◆ **Problem description**
Search the records for the string "mirror" and copy every line in which it appears.
---- Data records
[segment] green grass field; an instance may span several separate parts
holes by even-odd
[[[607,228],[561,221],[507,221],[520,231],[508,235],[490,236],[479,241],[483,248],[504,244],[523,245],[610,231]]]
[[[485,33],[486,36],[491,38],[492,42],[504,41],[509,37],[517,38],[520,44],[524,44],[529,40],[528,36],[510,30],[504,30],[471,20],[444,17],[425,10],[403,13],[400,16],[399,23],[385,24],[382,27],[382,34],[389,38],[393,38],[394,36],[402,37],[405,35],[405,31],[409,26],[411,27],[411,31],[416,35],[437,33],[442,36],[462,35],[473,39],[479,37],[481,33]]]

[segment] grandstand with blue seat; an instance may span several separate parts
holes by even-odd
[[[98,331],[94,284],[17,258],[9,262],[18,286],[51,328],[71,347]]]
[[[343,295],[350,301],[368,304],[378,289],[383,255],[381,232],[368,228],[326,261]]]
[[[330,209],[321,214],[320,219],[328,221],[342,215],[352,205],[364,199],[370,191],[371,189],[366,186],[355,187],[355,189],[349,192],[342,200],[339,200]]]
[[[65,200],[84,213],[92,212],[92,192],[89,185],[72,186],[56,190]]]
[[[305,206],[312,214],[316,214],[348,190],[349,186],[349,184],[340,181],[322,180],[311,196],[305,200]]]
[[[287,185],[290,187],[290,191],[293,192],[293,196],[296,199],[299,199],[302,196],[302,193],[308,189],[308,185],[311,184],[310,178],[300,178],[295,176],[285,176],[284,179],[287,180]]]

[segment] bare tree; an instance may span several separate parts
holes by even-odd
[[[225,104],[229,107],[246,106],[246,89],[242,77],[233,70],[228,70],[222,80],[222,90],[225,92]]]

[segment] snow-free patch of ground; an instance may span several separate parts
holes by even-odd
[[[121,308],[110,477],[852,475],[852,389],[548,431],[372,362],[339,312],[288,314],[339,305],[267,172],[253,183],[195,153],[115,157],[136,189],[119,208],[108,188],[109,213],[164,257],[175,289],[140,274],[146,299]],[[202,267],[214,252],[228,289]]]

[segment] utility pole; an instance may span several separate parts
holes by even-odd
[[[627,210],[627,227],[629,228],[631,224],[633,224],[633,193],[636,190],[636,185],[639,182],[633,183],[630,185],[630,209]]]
--------
---- Data records
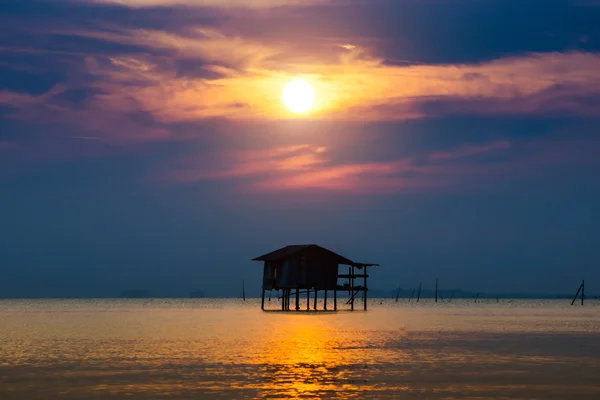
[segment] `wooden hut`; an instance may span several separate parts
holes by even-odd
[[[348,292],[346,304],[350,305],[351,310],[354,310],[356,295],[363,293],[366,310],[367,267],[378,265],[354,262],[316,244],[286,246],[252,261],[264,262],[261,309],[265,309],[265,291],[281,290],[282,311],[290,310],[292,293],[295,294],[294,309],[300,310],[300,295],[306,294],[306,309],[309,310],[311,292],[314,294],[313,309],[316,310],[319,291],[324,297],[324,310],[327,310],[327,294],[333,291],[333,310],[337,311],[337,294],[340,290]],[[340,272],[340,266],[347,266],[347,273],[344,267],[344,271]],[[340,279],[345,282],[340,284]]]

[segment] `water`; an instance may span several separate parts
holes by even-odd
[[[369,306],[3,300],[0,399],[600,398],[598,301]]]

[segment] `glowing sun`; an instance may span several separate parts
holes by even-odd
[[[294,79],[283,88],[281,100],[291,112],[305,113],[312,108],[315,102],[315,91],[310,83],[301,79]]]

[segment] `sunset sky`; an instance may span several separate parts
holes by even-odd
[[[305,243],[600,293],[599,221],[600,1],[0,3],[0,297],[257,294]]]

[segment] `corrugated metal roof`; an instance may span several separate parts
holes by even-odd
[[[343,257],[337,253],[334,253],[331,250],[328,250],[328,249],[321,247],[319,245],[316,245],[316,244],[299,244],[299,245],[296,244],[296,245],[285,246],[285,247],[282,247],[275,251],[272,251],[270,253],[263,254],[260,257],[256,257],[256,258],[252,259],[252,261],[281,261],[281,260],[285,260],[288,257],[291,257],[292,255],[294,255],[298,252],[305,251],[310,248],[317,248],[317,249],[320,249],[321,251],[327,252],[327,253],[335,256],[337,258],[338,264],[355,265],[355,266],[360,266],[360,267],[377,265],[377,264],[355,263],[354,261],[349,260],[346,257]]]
--------
---- Data records
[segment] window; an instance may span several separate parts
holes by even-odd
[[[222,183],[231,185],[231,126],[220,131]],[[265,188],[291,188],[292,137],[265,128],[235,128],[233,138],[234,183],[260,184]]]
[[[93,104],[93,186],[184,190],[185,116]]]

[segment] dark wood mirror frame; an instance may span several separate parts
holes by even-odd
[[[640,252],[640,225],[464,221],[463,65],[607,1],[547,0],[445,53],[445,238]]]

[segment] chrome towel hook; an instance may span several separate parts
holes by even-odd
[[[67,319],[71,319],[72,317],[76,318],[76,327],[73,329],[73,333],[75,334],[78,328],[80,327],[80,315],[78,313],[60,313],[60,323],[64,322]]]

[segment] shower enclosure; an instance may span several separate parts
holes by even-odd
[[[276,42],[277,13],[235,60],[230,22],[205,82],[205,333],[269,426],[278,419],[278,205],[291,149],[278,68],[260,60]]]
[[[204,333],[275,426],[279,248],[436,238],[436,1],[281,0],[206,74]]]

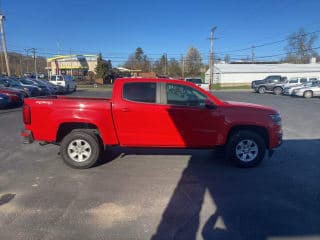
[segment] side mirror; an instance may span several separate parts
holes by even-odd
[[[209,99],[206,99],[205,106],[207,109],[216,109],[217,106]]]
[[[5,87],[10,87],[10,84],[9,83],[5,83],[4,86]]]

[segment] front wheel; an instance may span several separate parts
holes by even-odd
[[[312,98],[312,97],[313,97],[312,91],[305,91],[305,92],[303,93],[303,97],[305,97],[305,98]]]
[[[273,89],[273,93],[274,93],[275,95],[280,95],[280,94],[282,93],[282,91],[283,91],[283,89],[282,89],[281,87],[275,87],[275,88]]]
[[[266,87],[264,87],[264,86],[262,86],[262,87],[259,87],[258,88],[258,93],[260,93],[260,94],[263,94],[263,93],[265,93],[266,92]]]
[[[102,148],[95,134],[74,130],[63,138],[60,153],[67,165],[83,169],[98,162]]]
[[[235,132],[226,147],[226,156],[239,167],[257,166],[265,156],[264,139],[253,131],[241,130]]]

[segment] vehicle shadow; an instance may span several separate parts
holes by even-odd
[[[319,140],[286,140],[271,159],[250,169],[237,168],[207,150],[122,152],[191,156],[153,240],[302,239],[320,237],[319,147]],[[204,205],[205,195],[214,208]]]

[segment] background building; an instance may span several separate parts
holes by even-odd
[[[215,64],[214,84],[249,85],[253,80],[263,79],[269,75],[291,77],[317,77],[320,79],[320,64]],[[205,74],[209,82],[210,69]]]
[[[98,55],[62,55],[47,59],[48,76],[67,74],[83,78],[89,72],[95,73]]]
--------
◆ **Answer box**
[segment] dark wood mirror frame; an instance may span several separate parts
[segment] side mirror; an instance may span several separate parts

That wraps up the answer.